Task details> In the AIME preparation page, what values can an answer to the AIME take?

Page text>
▬▬▬▬▬▬
# AIME Math Contest Preparation

The American Invitational Mathematics Exam (AIME) is a math contest in the United States. This page outlines the contest details and topics covered, providing relevant wikis and quizzes for training prep and practice.

#### Contents

## Contest Information

The American Invitational Mathematics Exam (AIME) is a 15 question, 3 hour exam, administered twice each year. Students who do well on the AMC 10 or AMC 12 exams are invited to participate in the AIME, and a high score on AIME can lead to qualification for the United States of America Mathematics Olympiad (USAMO).

Each answer to the AIME is an integer number from 0 to 999. No calculators are allowed.

## Basic Topics

These are the basic topics covered by the AIME, which usually appear in the first 5 problems. This is a great place to start learning if you’re new to the AIME!
▬▬▬▬▬▬
Information supplied>
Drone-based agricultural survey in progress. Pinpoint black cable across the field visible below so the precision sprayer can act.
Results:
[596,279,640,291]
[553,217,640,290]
▬▬▬▬▬▬
Written solution> Each answer is an integer from 0 to 999.